===== 存储记录

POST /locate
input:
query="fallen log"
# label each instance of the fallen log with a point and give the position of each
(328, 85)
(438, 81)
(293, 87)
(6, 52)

==========

■ 练习题目 ■
将以上所有条目改写为两列 CSV，每个条目占一行：第一列名为“条目文本”，填该条目的文字；第二列名为“答案”，填对应的答案。每个值各放在一个带双引号的字段中，其中的换行一律改为空格。

■ 任务输出 ■
条目文本,答案
"POST /locate input: query=""fallen log"" # label each instance of the fallen log with a point and give the position of each","(328, 85) (438, 81) (293, 87) (6, 52)"